══ DATA TO USE ══
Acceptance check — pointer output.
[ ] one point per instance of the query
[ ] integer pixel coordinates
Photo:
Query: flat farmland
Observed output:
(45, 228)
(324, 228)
═══
» **WHAT YOU NEED TO DO**: Write out every line of the items above again, the text before each answer included, and add 85 to each number in the answer coordinates.

» **EXPECTED ANSWER**:
Acceptance check — pointer output.
[ ] one point per instance of the query
[ ] integer pixel coordinates
Photo:
Query: flat farmland
Observed output:
(130, 313)
(409, 313)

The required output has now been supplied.